▶ **What you need to do**: If a line in the data below includes the string "brown", please return a copy of it.

(Free-text object descriptions)
□ □ □

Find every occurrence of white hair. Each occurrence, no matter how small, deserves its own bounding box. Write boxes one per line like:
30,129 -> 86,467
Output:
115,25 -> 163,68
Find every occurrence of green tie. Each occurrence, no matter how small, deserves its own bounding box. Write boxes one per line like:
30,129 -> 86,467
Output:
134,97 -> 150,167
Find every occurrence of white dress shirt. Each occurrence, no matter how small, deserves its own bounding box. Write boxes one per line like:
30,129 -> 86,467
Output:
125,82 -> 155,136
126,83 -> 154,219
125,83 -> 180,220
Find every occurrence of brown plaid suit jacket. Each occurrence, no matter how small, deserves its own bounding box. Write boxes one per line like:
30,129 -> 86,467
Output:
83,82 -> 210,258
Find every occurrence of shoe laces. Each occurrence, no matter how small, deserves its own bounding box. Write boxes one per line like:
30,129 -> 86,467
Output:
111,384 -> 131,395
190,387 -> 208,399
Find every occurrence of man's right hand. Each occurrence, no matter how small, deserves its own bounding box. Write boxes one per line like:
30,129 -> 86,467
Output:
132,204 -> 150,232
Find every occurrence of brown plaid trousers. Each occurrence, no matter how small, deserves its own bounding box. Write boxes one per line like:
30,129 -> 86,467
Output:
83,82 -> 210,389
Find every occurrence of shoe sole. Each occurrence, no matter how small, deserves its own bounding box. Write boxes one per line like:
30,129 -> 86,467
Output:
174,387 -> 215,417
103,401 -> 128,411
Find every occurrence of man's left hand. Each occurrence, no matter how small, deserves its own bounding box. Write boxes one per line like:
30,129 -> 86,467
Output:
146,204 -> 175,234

□ □ □

▶ **Written solution**:
Find every occurrence of brown plaid suit jacket. Each occurrence, no matter how small, deserves its own bounding box. Write boxes one per line like:
Find every occurrence of brown plaid trousers. Each occurrence, no matter how small, deserves its own bounding box. Write boxes one per line like:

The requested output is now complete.